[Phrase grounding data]
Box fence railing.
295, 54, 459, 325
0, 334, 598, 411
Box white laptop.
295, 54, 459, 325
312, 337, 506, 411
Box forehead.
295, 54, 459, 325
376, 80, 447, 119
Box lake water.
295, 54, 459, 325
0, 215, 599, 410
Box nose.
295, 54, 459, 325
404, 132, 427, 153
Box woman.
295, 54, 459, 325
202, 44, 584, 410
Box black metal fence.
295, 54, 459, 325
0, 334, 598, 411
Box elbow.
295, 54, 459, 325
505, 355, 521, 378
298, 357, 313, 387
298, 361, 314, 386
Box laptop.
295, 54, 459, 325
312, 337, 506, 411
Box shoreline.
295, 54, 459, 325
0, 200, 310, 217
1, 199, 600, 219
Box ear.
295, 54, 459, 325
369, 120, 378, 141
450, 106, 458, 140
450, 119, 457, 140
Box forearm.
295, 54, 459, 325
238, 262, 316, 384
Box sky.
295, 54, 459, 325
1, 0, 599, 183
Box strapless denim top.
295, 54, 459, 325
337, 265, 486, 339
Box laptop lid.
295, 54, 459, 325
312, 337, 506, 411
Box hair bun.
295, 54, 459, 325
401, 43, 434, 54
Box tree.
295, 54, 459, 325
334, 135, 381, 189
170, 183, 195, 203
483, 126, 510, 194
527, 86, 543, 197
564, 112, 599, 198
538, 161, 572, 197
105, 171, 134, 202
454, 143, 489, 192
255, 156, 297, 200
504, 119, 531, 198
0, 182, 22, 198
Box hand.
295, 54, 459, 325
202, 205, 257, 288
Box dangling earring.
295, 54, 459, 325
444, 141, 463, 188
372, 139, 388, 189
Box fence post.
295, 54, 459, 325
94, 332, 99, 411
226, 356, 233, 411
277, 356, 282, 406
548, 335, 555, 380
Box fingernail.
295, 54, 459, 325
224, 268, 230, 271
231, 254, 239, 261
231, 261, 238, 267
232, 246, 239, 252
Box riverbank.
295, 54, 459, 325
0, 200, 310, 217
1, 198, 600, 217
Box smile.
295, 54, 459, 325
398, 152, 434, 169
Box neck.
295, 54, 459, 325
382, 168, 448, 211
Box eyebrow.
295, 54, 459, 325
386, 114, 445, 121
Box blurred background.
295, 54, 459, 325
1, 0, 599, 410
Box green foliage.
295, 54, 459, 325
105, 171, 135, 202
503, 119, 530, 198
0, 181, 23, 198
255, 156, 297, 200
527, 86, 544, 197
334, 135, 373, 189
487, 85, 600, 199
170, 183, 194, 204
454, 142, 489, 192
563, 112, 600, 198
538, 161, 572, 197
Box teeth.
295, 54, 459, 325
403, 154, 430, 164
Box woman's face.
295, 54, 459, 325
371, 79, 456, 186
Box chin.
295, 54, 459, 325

YOUR OBJECTIVE
Every line of the data is to be printed again exactly.

TASK ANSWER
Box fence railing.
295, 54, 459, 325
0, 334, 598, 411
Box white laptop.
295, 54, 459, 325
312, 337, 506, 411
Box forehead.
295, 54, 459, 325
376, 80, 447, 119
Box lake water.
295, 54, 459, 325
0, 215, 599, 410
Box nose.
295, 54, 459, 325
404, 132, 427, 153
Box woman.
295, 54, 459, 325
202, 44, 584, 410
Box black metal fence.
295, 54, 459, 325
0, 334, 598, 411
Box elbow.
295, 54, 459, 325
505, 355, 521, 378
298, 357, 313, 387
298, 361, 314, 386
Box laptop.
295, 54, 459, 325
312, 337, 506, 411
Box shoreline.
295, 54, 459, 325
0, 200, 310, 217
1, 199, 600, 219
Box ear.
295, 54, 459, 325
369, 120, 378, 141
450, 106, 458, 140
450, 119, 457, 140
Box forearm.
295, 54, 459, 325
238, 262, 316, 384
Box sky.
295, 54, 459, 325
1, 0, 599, 183
Box strapless denim top.
295, 54, 459, 325
337, 265, 486, 339
Box laptop lid.
295, 54, 459, 325
312, 337, 506, 411
Box hair bun.
295, 54, 459, 325
401, 43, 434, 54
Box tree.
295, 54, 459, 325
334, 135, 381, 189
170, 183, 195, 203
483, 126, 510, 194
527, 86, 543, 197
564, 112, 599, 198
538, 161, 572, 197
105, 171, 134, 202
454, 143, 489, 192
255, 156, 297, 200
504, 119, 531, 198
0, 182, 22, 198
Box hand.
295, 54, 459, 325
202, 205, 257, 288
Box dangling earring.
295, 54, 459, 325
444, 141, 463, 188
372, 139, 388, 189
Box fence post.
295, 54, 459, 325
94, 332, 99, 411
226, 356, 233, 411
277, 356, 282, 406
548, 335, 555, 380
Box fingernail.
295, 54, 459, 325
224, 268, 230, 271
231, 254, 239, 261
231, 261, 238, 267
232, 246, 239, 252
Box riverbank.
295, 54, 459, 325
0, 200, 310, 217
1, 198, 600, 217
Box smile.
295, 54, 459, 325
398, 152, 434, 169
Box neck.
295, 54, 459, 325
382, 168, 448, 211
Box eyebrow.
295, 54, 459, 325
386, 114, 445, 121
Box blurred background.
295, 54, 459, 325
1, 0, 599, 410
Box green foliage.
295, 54, 459, 325
105, 171, 135, 202
503, 119, 530, 198
0, 181, 23, 198
255, 156, 297, 200
527, 86, 544, 197
334, 135, 373, 189
487, 85, 600, 199
170, 183, 194, 204
454, 142, 489, 192
563, 112, 600, 198
538, 161, 572, 197
Box teeth.
295, 54, 459, 325
403, 154, 430, 164
Box woman's face.
295, 54, 459, 325
371, 79, 456, 186
Box chin.
295, 54, 459, 325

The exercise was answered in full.